Problem set:
A. In the code review tutorial, which two things does the pull request for Text Exercise 2 do?
B. Extend the code review tutorial past its final line.

Extract provided:
What if getting started is too hard?

Part of the tutorial is getting familiar with GiHub, but setting up a GitHub account and setting up the tutorial may be a high bar to entry. One of the goals of this project is to get people looking at open source software. With this in mind, a 'take-a-look' repository with the exercise issues and pull requests will be available. This allows people not yet comfortable running their own GitHub actions to walk though the tutorial.

What are the main learning outcomes?

Get people thinking about the following:

When reviewing:

  • Does the pull request address the issue?
  • Are there any deal breakers that would stop you accepting the changes?
  • Can you suggest any improvements?
    • What is a good way to phrase your suggested improvements?
  • Is the solution overly complicated? For an example of an overly complicated solution, see the famous fizz buzz in Tensorflow.
  • Are the comments up to date, necessary, helpful?
  • Would you except the pull request as it is now? Are your suggested changes must-do? nice-to-have? nitpicks? How would you communicate this?
  • Do you spend a lot of time reviewing the code style? Is it worth having a style guide for contributors? Can you make use of an existing style guide? Or a linter?

When workng on your own contributions:

  • When putting in a pull request, how can you make it easy for a reviewer to understand what you have done?
  • What makes a good pull request, what makes a bad pull request?
  • Can you commit code in a way that lets someone review your code more easily? Should you separate functional changes from style changes? Would you use a tool such as commitizen to prompt yourself at commit time? Why? Why not?

What prerequisite knowledge does someone need?

Ideally, it would be good to have minimum coding knowledge to get started reviewing. The text exercises make no assumptions about coding knowledge. Variations in cultural knowledge always exist and it is important to have this in mind when writing or reviewing. Text exercise 2 is an example of culturally specific mixup. Python is used by people across various domains by people with various scientific and non-scientific backgrounds. The python exercises will be at the "introduction to python level" found in "learn python" tutorials. Fortran has a more restricted user base in terms of which domains people work in. These domains typically have numerical code. For Fortran exercise 1, some mathematics knowledge is assumed.

Text exercises

Text Exercise 1. Recipe for Cake

Issues with the recipe:

  • Mixture of imperial and metric units
  • Organization of ingredients vs. baking instructions

Pull request:

  • Reorganizes the recipe to have a list of ingredients first
  • Missing some units on the list of ingredients

Exercise:

  • Does the pull request address the issue?
  • What would improve the pull request?
  • Add your suggestions on the pull request using the comment feature. When would you use a comment vs. a suggestion?

Text Exercise 2. Terminology in an article about the Women's world cup

Issue: In an article about the Women's world cup there has been a mix up between football, soccer, and the NFL.

Pull request:

  • Defines terms at the start of the article
  • Has a paragraph on the author's favorite NFL team

Exercise:

  • Does the pull request address the issue?
  • Is the solution overly complicated? Add a comment on what you think is unnecessary? What is a good way to phrase your comment, what is a bad way?
  • What would improve the pull request? Add your review: Approve or Request changes
  • For your own code, do you write for a global audience? Would Google's developer documentation style guide be helpful?

Extracted entries:
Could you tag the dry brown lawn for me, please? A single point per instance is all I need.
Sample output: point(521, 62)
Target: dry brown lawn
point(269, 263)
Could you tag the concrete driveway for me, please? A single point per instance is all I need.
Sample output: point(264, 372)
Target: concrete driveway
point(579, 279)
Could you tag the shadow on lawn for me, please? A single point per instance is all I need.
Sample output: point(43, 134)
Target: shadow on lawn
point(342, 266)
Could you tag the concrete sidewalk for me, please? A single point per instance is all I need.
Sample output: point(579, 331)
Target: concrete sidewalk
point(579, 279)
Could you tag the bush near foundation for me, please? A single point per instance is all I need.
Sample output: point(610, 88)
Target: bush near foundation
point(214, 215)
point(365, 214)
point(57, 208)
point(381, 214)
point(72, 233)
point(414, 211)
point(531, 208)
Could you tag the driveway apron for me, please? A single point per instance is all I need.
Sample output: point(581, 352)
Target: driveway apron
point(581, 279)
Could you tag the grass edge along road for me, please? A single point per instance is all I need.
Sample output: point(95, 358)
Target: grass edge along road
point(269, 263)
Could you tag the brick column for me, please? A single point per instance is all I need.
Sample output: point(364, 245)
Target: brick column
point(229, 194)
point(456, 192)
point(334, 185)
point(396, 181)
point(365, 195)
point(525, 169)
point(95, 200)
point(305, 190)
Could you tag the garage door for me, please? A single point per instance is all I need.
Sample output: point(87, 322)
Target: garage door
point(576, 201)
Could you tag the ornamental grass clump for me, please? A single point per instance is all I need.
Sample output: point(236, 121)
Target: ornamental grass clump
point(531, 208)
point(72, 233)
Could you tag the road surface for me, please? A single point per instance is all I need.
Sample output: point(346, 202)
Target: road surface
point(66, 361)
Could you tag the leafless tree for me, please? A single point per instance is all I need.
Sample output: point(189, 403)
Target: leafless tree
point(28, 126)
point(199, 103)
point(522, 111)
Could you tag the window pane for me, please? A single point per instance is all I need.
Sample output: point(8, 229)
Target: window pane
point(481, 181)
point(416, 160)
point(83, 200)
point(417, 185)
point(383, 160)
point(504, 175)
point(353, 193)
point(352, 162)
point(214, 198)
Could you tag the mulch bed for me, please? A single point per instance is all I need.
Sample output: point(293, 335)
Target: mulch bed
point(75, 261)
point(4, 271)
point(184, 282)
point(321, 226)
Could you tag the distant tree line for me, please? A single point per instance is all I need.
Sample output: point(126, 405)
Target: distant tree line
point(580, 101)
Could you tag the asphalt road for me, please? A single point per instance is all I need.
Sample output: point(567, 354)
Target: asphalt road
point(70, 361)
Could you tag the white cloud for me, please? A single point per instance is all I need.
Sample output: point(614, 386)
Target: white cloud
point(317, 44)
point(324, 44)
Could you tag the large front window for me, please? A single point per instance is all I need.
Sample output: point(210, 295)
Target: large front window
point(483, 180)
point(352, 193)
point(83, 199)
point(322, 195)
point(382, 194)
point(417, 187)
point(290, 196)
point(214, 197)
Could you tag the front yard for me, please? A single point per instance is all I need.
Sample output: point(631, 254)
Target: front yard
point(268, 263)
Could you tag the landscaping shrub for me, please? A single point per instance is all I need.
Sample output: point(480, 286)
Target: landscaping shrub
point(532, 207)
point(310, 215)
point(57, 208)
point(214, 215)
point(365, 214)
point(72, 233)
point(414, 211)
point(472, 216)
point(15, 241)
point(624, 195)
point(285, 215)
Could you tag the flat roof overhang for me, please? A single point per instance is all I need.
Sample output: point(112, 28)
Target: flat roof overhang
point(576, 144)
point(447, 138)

Answers:
A. It defines terms at the start of the article and adds a paragraph on the author's favorite NFL team.

B.
Text Exercise 3. Origami instructions

Issue: The set of instructions for folding a paper plane is missing a step.

Pull request:

  • Has the missing instruction
  • Duplicated one of the existing steps
  • Has added a bunch of white space changes

Exercise:

  • Does the pull request address the issue?
  • Are there any unnecessary or incorrect changes?
  • What would improve the pull request?

Python exercises

Possible topics to cover:

  • exception handling
  • variable names
  • mis-understood requirements
  • tests
  • documentation
  • comments - do these add useful information?
  • repetition

Python Exercise 1. Printing out vowels and consonants

Covers: Requirements, documentation, comments

Issue: A program to print out the number of vowels and consonants in a string is only printing out the number of vowels.

Pull request:

  • Comments are from the original version of the code
  • New comments have authors initials and dates
  • Two functions have the same docstring (maybe a copy and paste error)
  • y is being counted as a vowel

Exercise:

  • Does the pull request address the issue?
  • Are the comments up to date, necessary, helpful? Would you remove some of these comments? Add suggestions for which comments to remove and/or change.
  • Are there any bugs?
  • What would improve the pull request? Could you use list comprehension? Would you except the solution as it is now?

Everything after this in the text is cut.